# Set tasks
**A)** Answer these questions using the text on process 900:
(i) What does the RLC entity indicate in the first aspect?
(ii) In the second aspect, what is discarded when the reassembly timer expires and the PSIHI shows an all-or-nothing PDU set?
(iii) What kinds of parameters does the fifth aspect say process 900 sends information about?
**B)** Extract these lines of the listing word for word, starting with the line that contains "of the pink" and going on through the final line of the listing.

# Source text
++++

As further shown in FIG. 9, in some aspects, process 900 may include processing the one or more PDUs according to the RLC entity (block 930). For example, the receiver (e.g., using communication manager 1006, depicted in FIG. 10) may process the one or more PDUs according to the RLC entity, as described above.

Process 900 may include additional aspects, such as any single aspect or any combination of aspects described below and/or in connection with one or more other processes described elsewhere herein.

In a first aspect, the RLC entity indicates a reassembly timer for the PDU set importance parameter.

In a second aspect, alone or in combination with the first aspect, processing the one or more PDUs further comprises discarding all PDUs of the PDU set upon expiration of the reassembly timer based at least in part on a PSIHI of the PDU set indicating that the PDU set is an all-or-nothing PDU set.

In a third aspect, alone or in combination with one or more of the first and second aspects, processing the one or more PDUs further comprises discarding only one or more unreceived PDUs of the PDU set upon expiration of the reassembly timer based at least in part on a PSIHI of the PDU set indicating that the PDU set is not an all-or-nothing PDU set.

In a fourth aspect, alone or in combination with one or more of the first through third aspects, the reassembly timer is longer than a delay budget of a radio access link between the receiver and a transmitter of the PDU set based at least in part on the PDU set importance parameter indicating a threshold importance level.

In a fifth aspect, alone or in combination with one or more of the first through fourth aspects, process 900 includes transmitting information indicating one or more delay parameters or one or more jitter parameters of a link between the receiver and a device associated with the receiver.

Although FIG. 9 shows example blocks of process 900, in some aspects, process 900 may include additional blocks, fewer blocks, different blocks, or differently arranged blocks than those depicted in FIG. 9. Additionally, or alternatively, two or more of the blocks of process 900 may be performed in parallel.

++++

# Data entries
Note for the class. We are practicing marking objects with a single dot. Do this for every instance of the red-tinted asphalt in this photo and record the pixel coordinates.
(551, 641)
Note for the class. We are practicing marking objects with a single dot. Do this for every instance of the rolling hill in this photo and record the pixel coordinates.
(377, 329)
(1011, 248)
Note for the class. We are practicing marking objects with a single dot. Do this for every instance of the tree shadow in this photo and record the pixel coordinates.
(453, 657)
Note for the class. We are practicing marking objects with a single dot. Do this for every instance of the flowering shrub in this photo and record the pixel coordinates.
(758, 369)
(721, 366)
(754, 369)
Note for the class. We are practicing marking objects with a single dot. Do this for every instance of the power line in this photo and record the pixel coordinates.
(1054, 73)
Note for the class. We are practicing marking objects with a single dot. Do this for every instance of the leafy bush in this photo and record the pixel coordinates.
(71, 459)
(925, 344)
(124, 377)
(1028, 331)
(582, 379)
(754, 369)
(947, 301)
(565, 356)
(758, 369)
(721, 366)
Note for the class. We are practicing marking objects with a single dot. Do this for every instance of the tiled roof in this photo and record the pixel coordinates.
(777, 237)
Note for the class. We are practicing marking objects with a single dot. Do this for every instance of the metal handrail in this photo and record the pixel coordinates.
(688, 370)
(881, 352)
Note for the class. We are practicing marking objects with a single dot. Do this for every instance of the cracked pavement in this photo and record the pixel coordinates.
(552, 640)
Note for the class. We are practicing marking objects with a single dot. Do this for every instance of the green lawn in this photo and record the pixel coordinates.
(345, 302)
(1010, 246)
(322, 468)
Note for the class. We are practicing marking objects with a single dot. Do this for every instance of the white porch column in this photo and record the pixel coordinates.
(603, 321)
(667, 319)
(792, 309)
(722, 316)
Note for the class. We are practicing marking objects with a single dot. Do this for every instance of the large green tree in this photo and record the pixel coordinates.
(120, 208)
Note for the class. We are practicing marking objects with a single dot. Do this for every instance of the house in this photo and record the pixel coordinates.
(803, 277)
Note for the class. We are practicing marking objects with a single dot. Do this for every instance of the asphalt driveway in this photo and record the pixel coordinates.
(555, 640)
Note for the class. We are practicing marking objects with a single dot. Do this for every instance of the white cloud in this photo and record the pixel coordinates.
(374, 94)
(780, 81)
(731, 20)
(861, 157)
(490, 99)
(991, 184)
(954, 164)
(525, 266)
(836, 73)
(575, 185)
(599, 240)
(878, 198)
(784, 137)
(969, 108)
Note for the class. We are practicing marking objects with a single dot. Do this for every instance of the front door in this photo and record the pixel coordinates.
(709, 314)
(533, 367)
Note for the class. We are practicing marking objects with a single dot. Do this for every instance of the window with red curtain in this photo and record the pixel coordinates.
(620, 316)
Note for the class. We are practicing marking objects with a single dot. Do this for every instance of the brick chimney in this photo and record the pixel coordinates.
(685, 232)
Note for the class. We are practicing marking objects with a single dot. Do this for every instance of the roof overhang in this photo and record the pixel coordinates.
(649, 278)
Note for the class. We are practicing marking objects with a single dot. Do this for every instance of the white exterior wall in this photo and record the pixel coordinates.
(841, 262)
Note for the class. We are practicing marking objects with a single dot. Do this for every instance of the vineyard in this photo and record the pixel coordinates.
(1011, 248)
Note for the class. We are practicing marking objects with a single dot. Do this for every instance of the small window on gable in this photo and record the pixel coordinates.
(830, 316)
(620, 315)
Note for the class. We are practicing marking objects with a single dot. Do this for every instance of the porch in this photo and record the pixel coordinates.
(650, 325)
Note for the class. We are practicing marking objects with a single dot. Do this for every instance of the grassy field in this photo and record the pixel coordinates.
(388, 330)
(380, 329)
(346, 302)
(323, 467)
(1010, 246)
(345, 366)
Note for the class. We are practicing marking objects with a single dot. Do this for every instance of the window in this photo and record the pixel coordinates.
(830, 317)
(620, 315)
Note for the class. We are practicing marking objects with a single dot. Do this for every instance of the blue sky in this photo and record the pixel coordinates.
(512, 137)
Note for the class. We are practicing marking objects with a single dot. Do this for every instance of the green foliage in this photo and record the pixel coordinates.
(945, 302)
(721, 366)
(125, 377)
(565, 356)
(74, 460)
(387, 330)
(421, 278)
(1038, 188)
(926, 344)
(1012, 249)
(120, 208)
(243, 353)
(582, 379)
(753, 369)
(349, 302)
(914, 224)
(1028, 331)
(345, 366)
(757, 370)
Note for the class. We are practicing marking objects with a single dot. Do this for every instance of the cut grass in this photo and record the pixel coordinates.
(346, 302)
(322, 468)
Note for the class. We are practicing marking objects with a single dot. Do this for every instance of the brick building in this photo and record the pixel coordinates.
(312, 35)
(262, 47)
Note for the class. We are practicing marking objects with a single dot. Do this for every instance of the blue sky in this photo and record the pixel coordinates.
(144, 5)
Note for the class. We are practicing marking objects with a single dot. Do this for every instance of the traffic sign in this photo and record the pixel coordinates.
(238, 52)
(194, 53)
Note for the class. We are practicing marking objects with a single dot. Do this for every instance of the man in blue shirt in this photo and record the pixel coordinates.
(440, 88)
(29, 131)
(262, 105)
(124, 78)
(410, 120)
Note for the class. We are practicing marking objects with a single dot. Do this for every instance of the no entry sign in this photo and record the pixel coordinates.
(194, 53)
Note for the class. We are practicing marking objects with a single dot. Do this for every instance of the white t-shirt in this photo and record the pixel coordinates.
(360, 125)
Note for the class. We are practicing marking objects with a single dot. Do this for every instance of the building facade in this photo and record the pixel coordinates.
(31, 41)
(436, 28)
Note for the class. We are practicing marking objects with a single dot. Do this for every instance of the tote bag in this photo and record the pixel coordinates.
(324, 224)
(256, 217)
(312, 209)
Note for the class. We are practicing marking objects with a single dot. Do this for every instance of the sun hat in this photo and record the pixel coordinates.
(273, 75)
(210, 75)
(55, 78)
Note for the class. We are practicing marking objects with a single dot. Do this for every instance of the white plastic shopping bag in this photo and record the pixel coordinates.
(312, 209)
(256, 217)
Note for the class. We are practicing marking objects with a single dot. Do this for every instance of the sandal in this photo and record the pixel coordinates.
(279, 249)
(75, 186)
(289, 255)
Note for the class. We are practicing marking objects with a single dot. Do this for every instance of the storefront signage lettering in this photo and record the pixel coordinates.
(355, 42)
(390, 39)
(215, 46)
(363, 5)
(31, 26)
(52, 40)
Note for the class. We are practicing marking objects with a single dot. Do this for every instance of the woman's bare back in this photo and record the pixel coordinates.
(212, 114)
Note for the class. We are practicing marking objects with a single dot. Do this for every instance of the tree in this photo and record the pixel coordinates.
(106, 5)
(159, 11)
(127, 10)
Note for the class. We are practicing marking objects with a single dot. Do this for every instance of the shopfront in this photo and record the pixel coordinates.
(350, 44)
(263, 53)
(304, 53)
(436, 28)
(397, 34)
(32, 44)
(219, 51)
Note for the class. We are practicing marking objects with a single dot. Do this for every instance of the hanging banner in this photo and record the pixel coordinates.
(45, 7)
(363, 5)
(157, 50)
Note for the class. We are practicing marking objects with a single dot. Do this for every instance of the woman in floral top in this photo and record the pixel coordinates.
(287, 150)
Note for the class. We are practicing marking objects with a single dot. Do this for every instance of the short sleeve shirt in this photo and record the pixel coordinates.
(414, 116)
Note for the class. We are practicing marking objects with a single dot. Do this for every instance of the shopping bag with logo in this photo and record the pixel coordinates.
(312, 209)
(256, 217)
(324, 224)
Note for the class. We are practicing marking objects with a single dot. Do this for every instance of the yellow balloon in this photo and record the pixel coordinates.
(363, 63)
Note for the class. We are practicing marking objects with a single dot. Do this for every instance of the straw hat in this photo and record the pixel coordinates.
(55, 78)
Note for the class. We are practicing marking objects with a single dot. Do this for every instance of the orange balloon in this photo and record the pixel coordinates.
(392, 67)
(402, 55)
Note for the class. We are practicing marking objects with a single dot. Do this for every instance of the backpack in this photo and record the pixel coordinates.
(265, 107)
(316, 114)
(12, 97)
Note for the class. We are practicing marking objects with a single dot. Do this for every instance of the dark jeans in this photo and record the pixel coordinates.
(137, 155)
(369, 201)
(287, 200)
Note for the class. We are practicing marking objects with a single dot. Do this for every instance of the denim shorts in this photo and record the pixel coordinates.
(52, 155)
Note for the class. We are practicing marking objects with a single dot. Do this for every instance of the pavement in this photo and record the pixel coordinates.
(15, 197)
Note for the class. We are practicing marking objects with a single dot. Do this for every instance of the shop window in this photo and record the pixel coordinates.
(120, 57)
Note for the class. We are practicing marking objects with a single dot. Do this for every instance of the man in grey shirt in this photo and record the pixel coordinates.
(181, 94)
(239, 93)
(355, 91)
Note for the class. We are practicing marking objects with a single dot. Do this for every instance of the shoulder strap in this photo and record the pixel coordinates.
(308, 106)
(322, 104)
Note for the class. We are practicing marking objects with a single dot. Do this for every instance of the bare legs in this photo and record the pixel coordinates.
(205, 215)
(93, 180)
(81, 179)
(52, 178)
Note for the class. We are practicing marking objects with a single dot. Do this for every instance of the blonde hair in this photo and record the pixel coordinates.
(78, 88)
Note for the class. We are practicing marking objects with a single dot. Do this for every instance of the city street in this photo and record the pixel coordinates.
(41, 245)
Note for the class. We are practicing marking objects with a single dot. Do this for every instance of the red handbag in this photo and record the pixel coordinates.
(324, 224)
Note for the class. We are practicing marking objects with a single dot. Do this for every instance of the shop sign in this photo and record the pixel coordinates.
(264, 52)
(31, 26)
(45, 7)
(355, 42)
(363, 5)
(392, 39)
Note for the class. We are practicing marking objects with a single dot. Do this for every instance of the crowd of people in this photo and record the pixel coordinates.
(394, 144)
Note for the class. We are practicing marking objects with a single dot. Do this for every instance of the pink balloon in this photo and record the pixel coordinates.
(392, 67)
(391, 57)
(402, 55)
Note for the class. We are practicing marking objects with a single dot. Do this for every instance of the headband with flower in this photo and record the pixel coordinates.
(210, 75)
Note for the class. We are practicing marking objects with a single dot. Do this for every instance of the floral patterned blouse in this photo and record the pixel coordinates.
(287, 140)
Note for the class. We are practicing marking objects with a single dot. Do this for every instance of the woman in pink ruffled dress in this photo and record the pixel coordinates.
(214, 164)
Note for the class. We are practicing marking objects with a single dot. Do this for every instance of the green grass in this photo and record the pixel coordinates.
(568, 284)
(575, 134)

++++

# List of solutions
**A)**
(i) A reassembly timer for the PDU set importance parameter.
(ii) All PDUs of the PDU set.
(iii) One or more delay parameters or one or more jitter parameters of a link between the receiver and a device associated with the receiver.

**B)**
Note for the class. We are practicing marking objects with a single dot. Do this for every instance of the pink balloon in this photo and record the pixel coordinates.
(392, 67)
(391, 57)
(402, 55)
Note for the class. We are practicing marking objects with a single dot. Do this for every instance of the headband with flower in this photo and record the pixel coordinates.
(210, 75)
Note for the class. We are practicing marking objects with a single dot. Do this for every instance of the floral patterned blouse in this photo and record the pixel coordinates.
(287, 140)
Note for the class. We are practicing marking objects with a single dot. Do this for every instance of the woman in pink ruffled dress in this photo and record the pixel coordinates.
(214, 164)
Note for the class. We are practicing marking objects with a single dot. Do this for every instance of the green grass in this photo and record the pixel coordinates.
(568, 284)
(575, 134)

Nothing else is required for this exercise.